» What you will do: Copy out every line of the records below word for word, but leave the pictures out of your answer.
**** Data supplied
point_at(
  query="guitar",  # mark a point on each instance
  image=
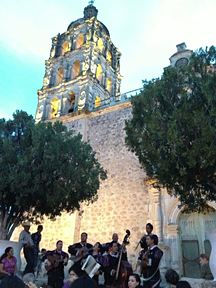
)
(54, 260)
(82, 252)
(144, 267)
********
» Answer in full:
point_at(
  query="guitar",  # mark a point on each instance
  image=
)
(54, 260)
(82, 252)
(144, 267)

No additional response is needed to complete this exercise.